Records of labeled points
=-=-=
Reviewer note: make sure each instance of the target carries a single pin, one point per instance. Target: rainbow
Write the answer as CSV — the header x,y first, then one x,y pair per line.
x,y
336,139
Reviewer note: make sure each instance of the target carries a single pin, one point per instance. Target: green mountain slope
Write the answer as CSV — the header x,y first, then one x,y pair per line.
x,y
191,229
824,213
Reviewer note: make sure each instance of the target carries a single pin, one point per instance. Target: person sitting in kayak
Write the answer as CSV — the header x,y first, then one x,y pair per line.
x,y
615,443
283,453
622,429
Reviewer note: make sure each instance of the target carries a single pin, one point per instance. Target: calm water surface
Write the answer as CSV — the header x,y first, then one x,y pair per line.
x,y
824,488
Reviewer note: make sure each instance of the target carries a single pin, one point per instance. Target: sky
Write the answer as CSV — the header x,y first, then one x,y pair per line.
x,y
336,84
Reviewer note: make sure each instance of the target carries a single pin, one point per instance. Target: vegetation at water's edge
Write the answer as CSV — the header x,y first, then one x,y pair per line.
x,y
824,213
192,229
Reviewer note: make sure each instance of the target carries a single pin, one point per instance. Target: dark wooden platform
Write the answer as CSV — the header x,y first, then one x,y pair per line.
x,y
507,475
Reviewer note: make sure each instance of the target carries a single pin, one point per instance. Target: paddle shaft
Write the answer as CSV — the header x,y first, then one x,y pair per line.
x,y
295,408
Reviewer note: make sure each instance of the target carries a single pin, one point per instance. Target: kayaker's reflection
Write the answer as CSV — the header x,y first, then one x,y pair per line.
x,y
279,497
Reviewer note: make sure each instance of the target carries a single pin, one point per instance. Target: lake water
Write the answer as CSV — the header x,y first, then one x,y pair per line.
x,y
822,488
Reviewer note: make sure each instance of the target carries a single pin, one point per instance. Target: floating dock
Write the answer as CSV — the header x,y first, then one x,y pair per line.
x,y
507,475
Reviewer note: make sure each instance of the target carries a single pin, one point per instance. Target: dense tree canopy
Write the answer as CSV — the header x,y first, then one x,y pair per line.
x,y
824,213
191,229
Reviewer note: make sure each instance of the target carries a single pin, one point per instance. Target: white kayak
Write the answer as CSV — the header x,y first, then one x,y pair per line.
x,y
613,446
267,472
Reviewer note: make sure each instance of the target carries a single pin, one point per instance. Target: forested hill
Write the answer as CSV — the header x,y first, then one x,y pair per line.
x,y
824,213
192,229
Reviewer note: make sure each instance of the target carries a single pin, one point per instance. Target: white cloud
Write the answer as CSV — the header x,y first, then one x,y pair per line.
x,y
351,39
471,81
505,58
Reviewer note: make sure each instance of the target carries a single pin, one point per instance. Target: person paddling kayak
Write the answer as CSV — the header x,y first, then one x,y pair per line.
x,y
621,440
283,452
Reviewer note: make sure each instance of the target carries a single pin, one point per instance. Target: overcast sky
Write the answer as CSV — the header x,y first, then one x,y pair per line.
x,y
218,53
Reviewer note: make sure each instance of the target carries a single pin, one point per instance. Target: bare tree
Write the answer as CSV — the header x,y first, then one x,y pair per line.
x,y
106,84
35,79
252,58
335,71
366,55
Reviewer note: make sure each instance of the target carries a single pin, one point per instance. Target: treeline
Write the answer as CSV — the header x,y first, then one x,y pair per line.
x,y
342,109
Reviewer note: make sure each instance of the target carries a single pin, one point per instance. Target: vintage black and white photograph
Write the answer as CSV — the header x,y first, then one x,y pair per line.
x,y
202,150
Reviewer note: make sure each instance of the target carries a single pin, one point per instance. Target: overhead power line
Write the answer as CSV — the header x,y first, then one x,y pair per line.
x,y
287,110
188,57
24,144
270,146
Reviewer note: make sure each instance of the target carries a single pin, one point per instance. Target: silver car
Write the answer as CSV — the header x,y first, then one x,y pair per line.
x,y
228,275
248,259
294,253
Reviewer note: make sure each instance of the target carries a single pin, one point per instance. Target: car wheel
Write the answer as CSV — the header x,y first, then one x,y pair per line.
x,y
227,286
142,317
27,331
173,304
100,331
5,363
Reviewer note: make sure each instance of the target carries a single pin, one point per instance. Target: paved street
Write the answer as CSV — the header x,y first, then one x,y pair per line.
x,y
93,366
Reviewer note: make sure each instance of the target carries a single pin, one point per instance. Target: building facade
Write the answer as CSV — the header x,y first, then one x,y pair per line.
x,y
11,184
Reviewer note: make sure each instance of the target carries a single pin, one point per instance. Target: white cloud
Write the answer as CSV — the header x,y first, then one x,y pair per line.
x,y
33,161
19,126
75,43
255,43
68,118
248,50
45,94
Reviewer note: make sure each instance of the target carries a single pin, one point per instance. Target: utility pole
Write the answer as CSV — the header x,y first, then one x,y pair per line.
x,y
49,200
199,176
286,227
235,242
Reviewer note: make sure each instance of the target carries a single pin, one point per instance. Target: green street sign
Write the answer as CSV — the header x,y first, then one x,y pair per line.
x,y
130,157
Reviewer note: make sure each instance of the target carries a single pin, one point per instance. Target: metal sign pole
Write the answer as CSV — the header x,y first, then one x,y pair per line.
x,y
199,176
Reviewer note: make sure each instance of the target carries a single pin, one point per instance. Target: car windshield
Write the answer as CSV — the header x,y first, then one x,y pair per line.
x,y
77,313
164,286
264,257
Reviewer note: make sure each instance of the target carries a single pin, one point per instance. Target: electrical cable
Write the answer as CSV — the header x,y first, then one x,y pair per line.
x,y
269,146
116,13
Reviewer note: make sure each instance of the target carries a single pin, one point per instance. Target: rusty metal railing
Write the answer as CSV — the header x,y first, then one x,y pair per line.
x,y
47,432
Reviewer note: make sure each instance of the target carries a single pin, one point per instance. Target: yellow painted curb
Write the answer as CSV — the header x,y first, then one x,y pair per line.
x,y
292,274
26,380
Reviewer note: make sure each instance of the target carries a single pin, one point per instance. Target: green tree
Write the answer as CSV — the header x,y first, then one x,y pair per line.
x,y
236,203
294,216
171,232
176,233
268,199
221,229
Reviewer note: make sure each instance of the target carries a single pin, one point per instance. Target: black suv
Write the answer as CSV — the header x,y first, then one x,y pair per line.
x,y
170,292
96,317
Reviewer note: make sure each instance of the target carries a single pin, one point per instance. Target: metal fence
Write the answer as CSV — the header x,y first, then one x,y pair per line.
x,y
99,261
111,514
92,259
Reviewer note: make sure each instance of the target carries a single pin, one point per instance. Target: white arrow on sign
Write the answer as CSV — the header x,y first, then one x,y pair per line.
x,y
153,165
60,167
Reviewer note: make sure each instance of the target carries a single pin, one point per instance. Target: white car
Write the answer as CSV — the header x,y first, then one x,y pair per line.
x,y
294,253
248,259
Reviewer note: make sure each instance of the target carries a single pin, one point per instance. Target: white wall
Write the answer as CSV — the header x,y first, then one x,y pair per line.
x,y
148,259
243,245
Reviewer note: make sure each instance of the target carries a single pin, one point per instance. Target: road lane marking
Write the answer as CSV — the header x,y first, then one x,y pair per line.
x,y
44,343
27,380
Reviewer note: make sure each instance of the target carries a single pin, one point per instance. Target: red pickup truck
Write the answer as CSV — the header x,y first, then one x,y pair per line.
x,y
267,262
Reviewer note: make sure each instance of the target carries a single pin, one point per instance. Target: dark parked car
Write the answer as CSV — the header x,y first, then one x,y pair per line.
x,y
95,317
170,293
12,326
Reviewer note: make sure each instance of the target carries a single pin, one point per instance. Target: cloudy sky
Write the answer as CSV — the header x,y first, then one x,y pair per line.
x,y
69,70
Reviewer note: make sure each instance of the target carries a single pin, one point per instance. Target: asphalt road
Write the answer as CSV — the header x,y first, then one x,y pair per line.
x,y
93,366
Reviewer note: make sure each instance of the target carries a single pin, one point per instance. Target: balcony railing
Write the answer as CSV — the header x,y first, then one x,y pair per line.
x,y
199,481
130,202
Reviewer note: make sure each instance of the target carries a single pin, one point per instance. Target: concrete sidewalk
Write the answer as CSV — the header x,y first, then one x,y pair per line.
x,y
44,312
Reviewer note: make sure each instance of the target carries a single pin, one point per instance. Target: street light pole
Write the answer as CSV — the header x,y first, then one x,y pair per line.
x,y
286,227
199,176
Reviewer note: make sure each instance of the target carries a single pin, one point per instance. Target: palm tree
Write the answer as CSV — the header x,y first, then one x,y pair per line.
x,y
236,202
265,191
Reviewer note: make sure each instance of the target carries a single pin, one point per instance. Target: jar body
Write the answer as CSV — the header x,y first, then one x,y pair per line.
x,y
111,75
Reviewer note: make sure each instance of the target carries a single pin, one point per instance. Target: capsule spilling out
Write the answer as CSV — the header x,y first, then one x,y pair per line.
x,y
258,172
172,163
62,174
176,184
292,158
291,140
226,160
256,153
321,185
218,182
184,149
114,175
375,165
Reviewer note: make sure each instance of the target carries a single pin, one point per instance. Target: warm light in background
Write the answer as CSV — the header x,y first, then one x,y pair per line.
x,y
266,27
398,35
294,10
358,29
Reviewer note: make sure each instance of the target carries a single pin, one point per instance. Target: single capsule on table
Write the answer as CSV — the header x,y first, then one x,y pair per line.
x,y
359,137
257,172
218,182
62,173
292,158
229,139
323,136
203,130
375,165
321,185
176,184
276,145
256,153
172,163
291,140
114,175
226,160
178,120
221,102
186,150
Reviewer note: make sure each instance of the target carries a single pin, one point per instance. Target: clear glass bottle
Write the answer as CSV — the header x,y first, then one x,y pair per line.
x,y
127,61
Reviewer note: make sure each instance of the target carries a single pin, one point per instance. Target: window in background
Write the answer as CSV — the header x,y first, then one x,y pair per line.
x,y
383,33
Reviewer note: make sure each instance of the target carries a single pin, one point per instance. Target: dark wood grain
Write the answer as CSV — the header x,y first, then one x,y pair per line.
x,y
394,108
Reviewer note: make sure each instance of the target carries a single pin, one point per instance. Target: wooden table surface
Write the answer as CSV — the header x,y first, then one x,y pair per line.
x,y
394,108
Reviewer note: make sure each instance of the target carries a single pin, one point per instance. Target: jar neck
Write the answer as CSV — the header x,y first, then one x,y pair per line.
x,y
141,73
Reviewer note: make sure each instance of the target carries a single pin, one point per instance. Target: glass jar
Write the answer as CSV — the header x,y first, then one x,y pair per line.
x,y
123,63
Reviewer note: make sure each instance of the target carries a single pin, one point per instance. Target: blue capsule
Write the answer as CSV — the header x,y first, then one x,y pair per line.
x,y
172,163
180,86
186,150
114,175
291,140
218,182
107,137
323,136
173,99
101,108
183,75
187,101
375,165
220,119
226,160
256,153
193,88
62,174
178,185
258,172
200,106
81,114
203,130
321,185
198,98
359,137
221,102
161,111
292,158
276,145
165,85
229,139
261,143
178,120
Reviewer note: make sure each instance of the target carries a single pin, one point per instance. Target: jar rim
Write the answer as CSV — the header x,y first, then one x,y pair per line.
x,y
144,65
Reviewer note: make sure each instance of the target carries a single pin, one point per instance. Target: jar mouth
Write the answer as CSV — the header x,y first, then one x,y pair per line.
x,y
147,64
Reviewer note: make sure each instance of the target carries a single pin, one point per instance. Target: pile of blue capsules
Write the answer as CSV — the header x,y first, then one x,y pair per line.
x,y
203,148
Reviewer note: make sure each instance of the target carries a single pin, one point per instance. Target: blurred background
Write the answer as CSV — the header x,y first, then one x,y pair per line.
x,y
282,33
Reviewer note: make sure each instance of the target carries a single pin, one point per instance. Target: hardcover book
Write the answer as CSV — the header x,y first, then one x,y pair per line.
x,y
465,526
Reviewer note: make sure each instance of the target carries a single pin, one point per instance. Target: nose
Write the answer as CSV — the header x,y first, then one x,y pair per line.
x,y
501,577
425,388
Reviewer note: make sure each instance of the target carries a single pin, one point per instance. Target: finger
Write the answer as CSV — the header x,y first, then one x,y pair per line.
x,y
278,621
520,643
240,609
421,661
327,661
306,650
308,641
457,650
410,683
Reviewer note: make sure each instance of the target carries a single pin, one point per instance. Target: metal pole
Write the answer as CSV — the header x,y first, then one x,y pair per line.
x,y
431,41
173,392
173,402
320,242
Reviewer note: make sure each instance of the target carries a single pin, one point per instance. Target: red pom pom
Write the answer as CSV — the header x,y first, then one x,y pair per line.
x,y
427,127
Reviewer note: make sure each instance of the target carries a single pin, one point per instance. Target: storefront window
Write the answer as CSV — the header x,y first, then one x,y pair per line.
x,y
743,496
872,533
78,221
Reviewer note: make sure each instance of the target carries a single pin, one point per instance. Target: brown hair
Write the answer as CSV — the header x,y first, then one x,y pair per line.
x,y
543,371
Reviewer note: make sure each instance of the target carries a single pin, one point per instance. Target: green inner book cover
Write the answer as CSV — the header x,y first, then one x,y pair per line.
=-=-=
▶ **What to produce**: Give back exactly the lines from the line holding "Target: metal pole" through the last line of the listing, including both.

▶ **The output**:
Reviewer note: make sure each instance of the target carries a single pin, one point per instance. Target: metal pole
Write the answer as CSV — the header x,y first, then one x,y pair per line.
x,y
431,41
173,392
173,402
320,242
Reviewer note: make sure each instance of the target carries a single pin, one point per instance. Target: red pom pom
Write the answer as CSV — the header x,y first, then one x,y pair per line.
x,y
427,127
Reviewer note: make sure each instance of the target carries a single pin, one point per instance. Target: storefront window
Write the answer as CSV — the header x,y first, then one x,y pair per line.
x,y
743,496
872,533
78,221
Reviewer note: make sure each instance of the target carries a single pin, one point per instance. Target: brown hair
Write the answer as CSV — the header x,y first, then one x,y pair per line.
x,y
543,371
Reviewer note: make sure each instance of the target carries a single pin, one point per instance. Target: green inner book cover
Write the answer as CSV — the header x,y first, then one x,y pair per line.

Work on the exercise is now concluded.